## [WHAT THE EXERCISE ASKS]
Reproduce every one of the entries below line for line, and omit the pictures from your reproduction.

## [SOURCE DATA]

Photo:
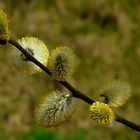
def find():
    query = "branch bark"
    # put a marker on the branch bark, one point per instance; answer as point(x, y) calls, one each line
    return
point(76, 93)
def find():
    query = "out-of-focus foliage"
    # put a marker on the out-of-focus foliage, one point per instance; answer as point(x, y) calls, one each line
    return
point(105, 35)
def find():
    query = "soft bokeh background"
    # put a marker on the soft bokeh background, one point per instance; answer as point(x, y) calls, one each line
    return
point(105, 35)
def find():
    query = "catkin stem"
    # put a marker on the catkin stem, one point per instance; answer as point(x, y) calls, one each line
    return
point(76, 93)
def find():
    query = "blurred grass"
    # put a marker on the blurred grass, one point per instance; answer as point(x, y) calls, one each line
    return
point(105, 36)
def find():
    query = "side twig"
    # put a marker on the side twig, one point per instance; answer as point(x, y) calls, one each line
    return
point(76, 93)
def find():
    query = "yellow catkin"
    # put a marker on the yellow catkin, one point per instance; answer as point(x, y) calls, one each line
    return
point(62, 62)
point(101, 113)
point(54, 109)
point(36, 48)
point(4, 31)
point(116, 93)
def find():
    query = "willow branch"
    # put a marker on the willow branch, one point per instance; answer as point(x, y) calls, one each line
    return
point(76, 93)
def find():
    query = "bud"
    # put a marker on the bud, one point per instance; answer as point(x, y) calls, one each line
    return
point(116, 93)
point(4, 32)
point(36, 48)
point(101, 113)
point(55, 108)
point(62, 63)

## [SOLUTION TO THE EXERCISE]
Photo:
def find():
    query = "branch bark"
    # put a marker on the branch bark, one point per instance; answer as point(x, y) calls, one each line
    return
point(76, 93)
def find():
    query = "out-of-focus foliage"
    # put a marker on the out-of-focus foliage, one point per instance; answer as point(x, y) calls, one each line
    return
point(105, 35)
def find():
    query = "soft bokeh background"
    # put a marker on the soft bokeh background, one point per instance; answer as point(x, y) calls, one each line
    return
point(105, 35)
def find():
    query = "catkin stem"
    # put a marker on the catkin stem, one point per instance; answer as point(x, y) calls, one each line
    return
point(76, 93)
def find():
    query = "blurred grass"
    # put a marker on the blurred grass, one point per instance; answer as point(x, y) calls, one each line
    return
point(105, 36)
def find():
    query = "side twig"
    # put a marker on the side twig, one point per instance; answer as point(x, y) calls, one each line
    return
point(76, 93)
def find():
    query = "yellow catkin"
    # put a marker on the yellow catkin, one point per instance; answer as point(x, y) calls, one each line
    return
point(62, 62)
point(101, 113)
point(54, 109)
point(36, 48)
point(4, 31)
point(116, 93)
def find():
    query = "willow branch"
    # put a marker on the willow branch, one point per instance; answer as point(x, y) calls, one each line
    return
point(76, 93)
def find():
    query = "bud"
    # put a marker on the bud, one point per instance; answer as point(x, y) calls, one each line
    return
point(116, 93)
point(4, 32)
point(36, 48)
point(101, 113)
point(55, 108)
point(62, 63)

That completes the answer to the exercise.